===== Provided entries
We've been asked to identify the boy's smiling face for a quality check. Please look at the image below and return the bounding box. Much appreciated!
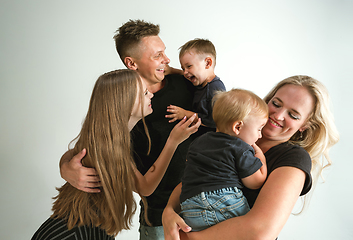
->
[179,50,208,86]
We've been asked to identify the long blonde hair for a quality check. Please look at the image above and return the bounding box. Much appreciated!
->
[264,75,339,211]
[52,69,148,236]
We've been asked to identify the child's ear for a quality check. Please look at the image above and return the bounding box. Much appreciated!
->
[205,57,213,69]
[232,121,244,135]
[124,57,137,70]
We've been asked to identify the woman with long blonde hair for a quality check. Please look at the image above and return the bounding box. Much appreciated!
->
[32,70,200,240]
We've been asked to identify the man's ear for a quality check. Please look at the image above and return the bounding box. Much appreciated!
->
[124,57,137,70]
[205,57,213,69]
[232,121,244,135]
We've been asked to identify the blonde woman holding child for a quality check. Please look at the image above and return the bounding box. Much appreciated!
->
[32,70,200,240]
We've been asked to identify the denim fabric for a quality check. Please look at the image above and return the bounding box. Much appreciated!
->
[180,187,250,231]
[139,225,164,240]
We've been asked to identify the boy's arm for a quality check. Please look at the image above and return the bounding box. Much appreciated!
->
[241,143,267,189]
[135,115,201,196]
[165,105,198,123]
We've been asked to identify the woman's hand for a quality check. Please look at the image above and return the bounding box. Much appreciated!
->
[60,149,101,193]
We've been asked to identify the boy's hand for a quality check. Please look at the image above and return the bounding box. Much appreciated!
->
[165,105,187,123]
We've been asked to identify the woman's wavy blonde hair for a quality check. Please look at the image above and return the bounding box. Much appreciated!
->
[52,69,149,236]
[264,75,339,210]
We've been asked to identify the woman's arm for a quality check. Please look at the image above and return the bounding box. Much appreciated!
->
[135,114,201,196]
[183,167,305,240]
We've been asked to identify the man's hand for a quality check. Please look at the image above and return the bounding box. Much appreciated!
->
[60,149,101,193]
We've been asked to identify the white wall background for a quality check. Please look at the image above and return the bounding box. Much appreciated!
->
[0,0,353,240]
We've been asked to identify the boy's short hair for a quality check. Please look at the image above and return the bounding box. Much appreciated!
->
[179,38,217,63]
[213,88,268,131]
[114,19,159,62]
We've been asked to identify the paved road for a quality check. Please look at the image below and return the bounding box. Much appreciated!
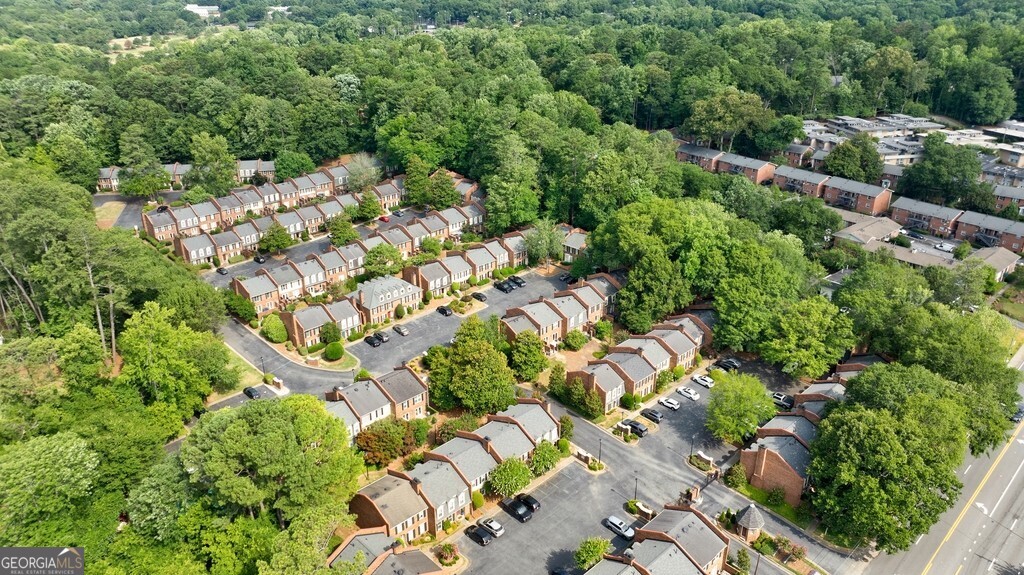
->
[345,272,565,374]
[867,348,1024,575]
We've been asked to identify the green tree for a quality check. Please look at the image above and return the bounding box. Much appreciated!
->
[487,458,534,497]
[572,537,611,571]
[366,244,404,278]
[259,222,295,253]
[273,150,316,180]
[760,296,856,378]
[708,372,775,443]
[183,132,236,197]
[509,331,548,382]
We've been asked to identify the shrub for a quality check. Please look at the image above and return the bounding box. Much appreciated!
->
[324,342,345,361]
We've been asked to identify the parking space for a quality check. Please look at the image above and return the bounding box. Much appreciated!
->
[345,272,565,374]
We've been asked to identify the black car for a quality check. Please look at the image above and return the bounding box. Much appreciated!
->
[640,407,665,424]
[466,525,495,547]
[515,493,541,512]
[502,497,534,523]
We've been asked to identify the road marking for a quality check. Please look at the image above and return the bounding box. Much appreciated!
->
[992,461,1024,514]
[921,415,1024,575]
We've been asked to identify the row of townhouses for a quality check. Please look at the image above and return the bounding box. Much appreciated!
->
[566,314,712,411]
[348,398,559,541]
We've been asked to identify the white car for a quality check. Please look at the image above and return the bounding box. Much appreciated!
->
[476,518,505,538]
[691,375,715,389]
[676,388,700,401]
[657,397,679,411]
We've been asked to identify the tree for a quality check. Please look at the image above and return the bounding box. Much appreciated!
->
[529,439,562,477]
[273,150,316,180]
[0,433,99,545]
[327,215,359,247]
[259,222,295,253]
[259,313,288,344]
[183,132,236,197]
[487,458,534,497]
[708,372,775,443]
[365,244,404,278]
[572,537,612,571]
[760,296,856,378]
[509,331,548,382]
[824,132,883,183]
[180,395,362,526]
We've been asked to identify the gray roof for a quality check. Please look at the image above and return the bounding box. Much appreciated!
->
[355,276,423,309]
[266,265,302,285]
[761,415,818,445]
[377,368,427,403]
[359,475,427,525]
[409,459,469,506]
[338,380,393,413]
[775,166,828,185]
[498,403,558,441]
[892,197,964,216]
[213,230,242,247]
[331,533,394,567]
[295,306,332,329]
[604,352,654,382]
[235,274,278,297]
[432,437,498,482]
[583,363,625,393]
[473,422,534,459]
[825,176,885,197]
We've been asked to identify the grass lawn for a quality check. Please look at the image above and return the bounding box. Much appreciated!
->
[736,485,811,529]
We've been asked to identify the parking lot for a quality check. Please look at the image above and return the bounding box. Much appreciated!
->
[345,272,565,374]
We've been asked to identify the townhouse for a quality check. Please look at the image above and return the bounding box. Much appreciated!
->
[955,206,1024,249]
[892,197,964,237]
[715,153,775,184]
[772,166,828,197]
[352,276,423,323]
[822,176,893,216]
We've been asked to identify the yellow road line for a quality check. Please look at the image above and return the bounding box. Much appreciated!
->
[921,415,1024,575]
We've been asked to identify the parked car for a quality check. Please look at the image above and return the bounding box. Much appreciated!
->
[690,375,715,389]
[657,397,680,411]
[604,515,636,539]
[640,407,665,424]
[502,497,534,523]
[676,388,700,401]
[466,525,495,547]
[476,518,505,537]
[515,493,541,512]
[715,357,741,371]
[771,392,794,409]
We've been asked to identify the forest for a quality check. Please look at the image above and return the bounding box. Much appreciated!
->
[0,0,1024,575]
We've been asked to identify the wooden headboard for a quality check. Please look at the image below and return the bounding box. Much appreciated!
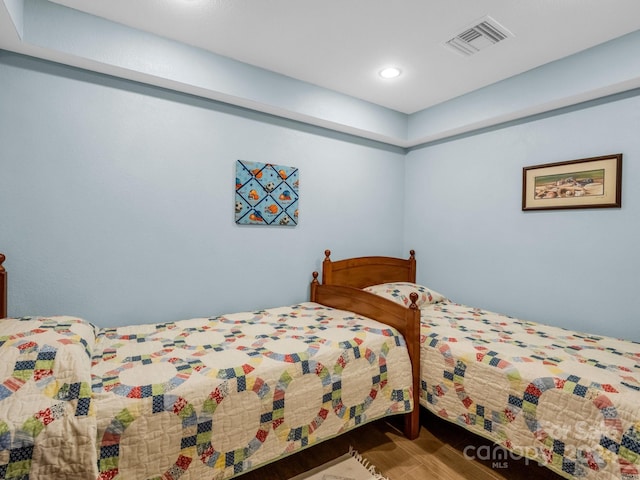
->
[322,250,416,288]
[311,250,420,439]
[0,253,7,318]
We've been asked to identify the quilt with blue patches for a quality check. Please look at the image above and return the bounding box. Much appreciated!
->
[418,300,640,480]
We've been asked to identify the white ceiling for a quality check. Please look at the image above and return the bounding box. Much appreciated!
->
[12,0,640,114]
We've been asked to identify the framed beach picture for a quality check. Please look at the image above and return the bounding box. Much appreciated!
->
[522,153,622,210]
[235,160,300,227]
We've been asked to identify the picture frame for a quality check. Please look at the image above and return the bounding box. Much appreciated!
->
[522,153,622,210]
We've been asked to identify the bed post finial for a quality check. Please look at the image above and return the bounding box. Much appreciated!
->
[409,292,418,310]
[309,272,320,302]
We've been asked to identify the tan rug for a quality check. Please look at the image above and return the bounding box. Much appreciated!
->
[290,449,388,480]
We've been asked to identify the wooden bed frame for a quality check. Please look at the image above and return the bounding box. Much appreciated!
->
[311,250,420,440]
[0,253,7,318]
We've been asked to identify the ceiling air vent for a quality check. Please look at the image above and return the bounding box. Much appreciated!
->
[446,16,513,57]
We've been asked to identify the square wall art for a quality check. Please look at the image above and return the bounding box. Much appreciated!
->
[236,160,299,227]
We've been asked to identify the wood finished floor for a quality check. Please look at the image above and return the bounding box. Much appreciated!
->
[239,409,562,480]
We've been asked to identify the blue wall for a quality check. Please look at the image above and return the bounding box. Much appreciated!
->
[404,94,640,340]
[0,51,640,340]
[0,51,404,326]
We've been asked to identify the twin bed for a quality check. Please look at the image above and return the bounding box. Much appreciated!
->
[0,256,419,480]
[0,251,640,480]
[323,251,640,480]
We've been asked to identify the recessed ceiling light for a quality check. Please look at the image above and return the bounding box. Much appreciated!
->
[380,67,402,78]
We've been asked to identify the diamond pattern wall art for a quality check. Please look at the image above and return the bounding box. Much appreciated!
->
[235,160,299,227]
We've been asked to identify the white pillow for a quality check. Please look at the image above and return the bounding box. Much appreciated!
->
[363,282,447,307]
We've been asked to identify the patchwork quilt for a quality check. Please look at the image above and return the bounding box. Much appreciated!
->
[0,317,97,480]
[362,283,640,480]
[0,303,414,480]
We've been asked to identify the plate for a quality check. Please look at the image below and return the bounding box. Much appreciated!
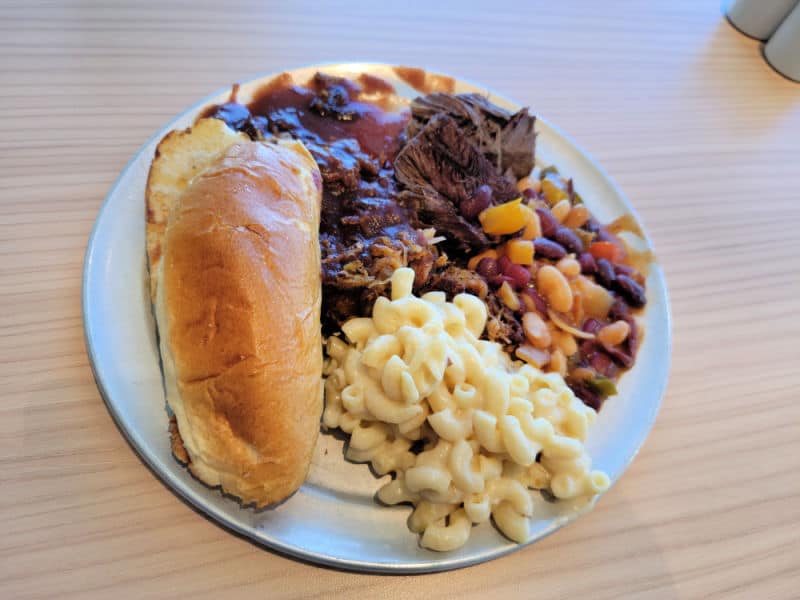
==========
Written task
From the line with "We've been asked to identify the woman's arm" up to and including the line with "[183,167,305,240]", give each line of the material as one string in a JSON list, leaving out any blank lines.

Exercise solution
[
  "We've been asked to identify the woman's arm for a quality check. Please look at the image above and return the bounding box. Much appreciated!",
  "->",
  "[135,114,201,196]",
  "[183,167,305,240]"
]